> **AUFGABENSTELLUNG 1**
Gib jede Zeile der Datensätze zurück, die die Zeichenfolge „front“ enthält. Groß- und Kleinschreibung ist dabei zu beachten.

== EXTRAHIERTER TEXT ==

Ein Extraproblem ist die Frage: Was machen wir mit den Verurteilungen nach § 175 StGB nach 1945? Denn es hat sie auch nach 1945 gegeben. Erst die Große Koalition hat damit 1969 unter Führung des damaligen Justizministers Dr. Gustav Heinemann ein Ende gemacht. Bis 1969 galt in der alten Bundesrepublik der § 175 StGB fort. Erst in der vergangenen Legislaturperiode haben wir die letzten Unterschiede in der Strafrechtsbehandlung homosexueller und heterosexueller Handlungen endgültig bereinigt. Es hat schrecklich lange gedauert.

Was machen wir also mit den nach § 175 StGB Verurteilten? Inzwischen wissen wir – Straßburger Urteile machen dies deutlich –: Bei all diesen Verurteilungen handelt es sich um Verstöße gegen die Menschenrechtskonvention des Europarates. Wie gehen wir damit um? Ein uraltes strafrechtliches Problem, mit dem wir uns auseinander setzen müssen, ist, dass Unrechtsurteile, auch wenn sie falsch sind bzw. auf falschem Recht beruhen, nicht schon deswegen automatisch aufhebbar sind.

===

> **AUFGABENSTELLUNG 2**
Wiederhole wörtlich den Abschnitt des Textes über die Verurteilungen nach § 175 StGB, beginnend bei „Was machen wir also“ und endend bei „automatisch aufhebbar sind.“.

== BEREITGESTELLTE DATEN ==

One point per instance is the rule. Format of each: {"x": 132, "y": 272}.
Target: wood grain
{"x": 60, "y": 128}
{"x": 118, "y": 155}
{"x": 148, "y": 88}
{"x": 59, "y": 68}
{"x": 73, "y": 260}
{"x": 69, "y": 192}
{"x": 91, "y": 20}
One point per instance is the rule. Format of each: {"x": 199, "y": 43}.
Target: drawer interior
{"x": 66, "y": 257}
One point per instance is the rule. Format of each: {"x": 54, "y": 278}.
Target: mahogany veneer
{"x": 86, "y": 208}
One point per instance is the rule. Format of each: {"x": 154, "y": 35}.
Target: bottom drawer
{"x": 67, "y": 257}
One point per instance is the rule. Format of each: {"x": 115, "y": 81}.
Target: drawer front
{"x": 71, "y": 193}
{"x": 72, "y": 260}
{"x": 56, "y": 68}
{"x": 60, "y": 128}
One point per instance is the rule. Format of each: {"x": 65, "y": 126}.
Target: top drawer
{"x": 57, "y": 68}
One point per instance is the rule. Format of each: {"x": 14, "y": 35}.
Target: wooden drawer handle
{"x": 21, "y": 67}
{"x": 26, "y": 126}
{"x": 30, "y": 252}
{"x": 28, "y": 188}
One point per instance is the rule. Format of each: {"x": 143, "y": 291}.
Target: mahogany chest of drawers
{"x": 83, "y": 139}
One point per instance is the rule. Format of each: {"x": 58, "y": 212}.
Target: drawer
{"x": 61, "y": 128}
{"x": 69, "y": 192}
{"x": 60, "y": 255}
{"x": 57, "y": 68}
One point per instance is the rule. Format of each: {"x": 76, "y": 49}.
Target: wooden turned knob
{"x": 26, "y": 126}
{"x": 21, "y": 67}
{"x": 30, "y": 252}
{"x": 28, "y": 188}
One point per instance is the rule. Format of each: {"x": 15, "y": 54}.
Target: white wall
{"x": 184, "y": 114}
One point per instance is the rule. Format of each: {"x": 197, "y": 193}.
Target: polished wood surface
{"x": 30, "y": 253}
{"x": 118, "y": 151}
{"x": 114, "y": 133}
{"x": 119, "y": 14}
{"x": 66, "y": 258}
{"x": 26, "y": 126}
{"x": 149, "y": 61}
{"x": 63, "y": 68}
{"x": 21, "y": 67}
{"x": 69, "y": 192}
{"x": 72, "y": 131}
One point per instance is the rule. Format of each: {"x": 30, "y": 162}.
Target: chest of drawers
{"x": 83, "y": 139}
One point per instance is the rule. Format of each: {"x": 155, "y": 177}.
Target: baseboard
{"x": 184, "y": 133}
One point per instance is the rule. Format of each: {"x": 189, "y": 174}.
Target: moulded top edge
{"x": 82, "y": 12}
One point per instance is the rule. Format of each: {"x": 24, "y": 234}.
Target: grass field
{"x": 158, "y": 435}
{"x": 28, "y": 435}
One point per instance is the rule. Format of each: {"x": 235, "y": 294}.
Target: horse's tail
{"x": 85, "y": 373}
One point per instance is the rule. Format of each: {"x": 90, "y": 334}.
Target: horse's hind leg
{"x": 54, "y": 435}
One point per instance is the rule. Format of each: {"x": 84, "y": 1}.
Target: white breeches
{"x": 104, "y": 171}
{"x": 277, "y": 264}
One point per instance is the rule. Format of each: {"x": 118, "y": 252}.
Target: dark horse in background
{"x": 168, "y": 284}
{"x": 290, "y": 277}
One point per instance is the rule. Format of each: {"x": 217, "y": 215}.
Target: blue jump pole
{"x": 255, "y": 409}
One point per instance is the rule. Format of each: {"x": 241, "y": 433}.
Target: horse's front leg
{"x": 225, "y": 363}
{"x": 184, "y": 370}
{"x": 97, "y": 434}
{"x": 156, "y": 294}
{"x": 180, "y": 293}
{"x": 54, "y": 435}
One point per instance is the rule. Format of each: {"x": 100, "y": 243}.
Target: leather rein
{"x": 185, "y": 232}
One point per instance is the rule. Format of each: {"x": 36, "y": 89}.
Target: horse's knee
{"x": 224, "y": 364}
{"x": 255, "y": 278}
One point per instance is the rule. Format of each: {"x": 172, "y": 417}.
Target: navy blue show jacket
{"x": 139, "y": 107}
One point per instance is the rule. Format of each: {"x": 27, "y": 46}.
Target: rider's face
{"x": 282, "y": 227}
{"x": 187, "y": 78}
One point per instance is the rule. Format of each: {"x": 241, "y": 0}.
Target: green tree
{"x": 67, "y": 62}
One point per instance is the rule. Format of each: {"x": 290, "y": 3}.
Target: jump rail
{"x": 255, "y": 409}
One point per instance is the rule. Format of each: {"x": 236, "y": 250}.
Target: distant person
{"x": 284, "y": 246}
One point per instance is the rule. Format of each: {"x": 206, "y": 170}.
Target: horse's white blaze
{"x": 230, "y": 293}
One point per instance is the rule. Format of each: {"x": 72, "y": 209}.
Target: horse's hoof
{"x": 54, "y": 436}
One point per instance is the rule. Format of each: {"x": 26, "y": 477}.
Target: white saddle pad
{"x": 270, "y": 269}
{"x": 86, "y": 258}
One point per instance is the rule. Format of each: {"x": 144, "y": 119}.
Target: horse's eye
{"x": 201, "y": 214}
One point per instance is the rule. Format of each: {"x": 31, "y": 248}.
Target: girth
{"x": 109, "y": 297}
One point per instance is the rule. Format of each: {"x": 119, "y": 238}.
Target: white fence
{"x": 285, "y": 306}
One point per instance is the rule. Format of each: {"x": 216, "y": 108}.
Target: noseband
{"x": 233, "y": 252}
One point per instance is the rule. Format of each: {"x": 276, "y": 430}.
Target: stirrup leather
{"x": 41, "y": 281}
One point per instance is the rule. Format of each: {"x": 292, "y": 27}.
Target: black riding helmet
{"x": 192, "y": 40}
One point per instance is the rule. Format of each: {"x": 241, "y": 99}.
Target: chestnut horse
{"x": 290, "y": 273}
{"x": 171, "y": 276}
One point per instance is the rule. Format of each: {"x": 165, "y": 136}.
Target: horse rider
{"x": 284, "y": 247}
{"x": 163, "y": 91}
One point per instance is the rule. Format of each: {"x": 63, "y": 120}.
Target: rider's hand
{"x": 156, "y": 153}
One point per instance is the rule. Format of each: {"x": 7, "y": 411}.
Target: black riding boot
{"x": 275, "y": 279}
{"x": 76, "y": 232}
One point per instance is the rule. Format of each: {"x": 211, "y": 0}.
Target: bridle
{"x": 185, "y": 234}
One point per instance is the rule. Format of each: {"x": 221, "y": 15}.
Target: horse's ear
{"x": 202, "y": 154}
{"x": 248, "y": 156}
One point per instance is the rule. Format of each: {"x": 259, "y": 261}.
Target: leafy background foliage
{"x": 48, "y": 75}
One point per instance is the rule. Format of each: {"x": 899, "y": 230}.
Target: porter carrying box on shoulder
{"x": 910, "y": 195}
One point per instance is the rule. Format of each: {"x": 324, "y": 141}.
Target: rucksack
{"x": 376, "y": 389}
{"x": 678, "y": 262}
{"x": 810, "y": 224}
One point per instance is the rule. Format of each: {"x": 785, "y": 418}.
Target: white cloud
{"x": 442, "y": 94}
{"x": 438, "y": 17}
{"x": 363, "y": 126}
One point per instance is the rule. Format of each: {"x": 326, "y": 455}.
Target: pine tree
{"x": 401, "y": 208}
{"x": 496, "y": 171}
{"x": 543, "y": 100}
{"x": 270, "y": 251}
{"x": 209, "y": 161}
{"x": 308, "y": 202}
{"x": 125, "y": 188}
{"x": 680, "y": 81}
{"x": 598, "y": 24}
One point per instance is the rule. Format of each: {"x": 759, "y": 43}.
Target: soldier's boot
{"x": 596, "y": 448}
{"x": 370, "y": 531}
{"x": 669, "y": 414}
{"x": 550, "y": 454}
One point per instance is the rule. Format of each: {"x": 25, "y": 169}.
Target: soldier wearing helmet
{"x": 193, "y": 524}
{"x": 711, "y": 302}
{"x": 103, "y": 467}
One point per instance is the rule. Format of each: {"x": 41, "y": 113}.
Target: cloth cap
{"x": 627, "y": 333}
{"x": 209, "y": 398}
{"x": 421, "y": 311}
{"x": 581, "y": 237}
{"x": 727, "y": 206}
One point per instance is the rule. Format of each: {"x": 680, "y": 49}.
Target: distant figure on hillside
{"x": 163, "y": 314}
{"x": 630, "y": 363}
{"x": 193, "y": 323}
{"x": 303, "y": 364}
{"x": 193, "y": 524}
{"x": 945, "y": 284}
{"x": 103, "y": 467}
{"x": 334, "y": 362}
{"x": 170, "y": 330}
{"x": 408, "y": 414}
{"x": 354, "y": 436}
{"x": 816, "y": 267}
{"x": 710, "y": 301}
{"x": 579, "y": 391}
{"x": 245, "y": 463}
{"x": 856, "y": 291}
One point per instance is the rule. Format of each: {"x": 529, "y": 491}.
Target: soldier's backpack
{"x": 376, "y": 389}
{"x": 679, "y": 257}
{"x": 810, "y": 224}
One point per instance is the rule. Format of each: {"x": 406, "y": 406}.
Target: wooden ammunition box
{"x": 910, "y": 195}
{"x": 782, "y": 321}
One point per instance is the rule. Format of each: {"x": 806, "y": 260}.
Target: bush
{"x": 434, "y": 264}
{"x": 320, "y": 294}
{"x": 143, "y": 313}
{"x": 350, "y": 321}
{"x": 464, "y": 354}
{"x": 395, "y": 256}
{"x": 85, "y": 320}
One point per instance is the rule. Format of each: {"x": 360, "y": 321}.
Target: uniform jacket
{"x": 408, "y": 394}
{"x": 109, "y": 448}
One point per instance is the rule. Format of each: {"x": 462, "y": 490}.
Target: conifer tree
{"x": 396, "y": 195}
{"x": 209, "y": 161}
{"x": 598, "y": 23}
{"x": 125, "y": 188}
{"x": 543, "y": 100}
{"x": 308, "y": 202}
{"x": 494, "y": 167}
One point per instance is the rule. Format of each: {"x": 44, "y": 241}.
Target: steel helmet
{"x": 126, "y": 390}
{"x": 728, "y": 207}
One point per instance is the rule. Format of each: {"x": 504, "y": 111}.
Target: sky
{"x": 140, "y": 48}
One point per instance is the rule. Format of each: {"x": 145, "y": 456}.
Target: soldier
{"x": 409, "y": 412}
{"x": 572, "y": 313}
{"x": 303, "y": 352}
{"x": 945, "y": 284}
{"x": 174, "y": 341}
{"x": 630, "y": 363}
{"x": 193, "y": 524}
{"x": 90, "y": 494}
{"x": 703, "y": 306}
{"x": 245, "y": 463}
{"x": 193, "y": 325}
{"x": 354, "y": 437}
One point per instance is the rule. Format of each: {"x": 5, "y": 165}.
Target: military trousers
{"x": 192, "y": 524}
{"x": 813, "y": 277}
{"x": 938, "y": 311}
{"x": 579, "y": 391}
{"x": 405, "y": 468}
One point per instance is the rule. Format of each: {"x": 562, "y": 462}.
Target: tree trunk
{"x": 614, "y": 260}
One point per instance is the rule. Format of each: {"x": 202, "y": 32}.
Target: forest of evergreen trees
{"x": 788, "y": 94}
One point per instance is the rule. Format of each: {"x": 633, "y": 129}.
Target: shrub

===

> **VOLLSTÄNDIGE LÖSUNG 1**
Target: drawer front
Target: horse's front leg

> **VOLLSTÄNDIGE LÖSUNG 2**
Was machen wir also mit den nach § 175 StGB Verurteilten? Inzwischen wissen wir – Straßburger Urteile machen dies deutlich –: Bei all diesen Verurteilungen handelt es sich um Verstöße gegen die Menschenrechtskonvention des Europarates. Wie gehen wir damit um? Ein uraltes strafrechtliches Problem, mit dem wir uns auseinander setzen müssen, ist, dass Unrechtsurteile, auch wenn sie falsch sind bzw. auf falschem Recht beruhen, nicht schon deswegen automatisch aufhebbar sind.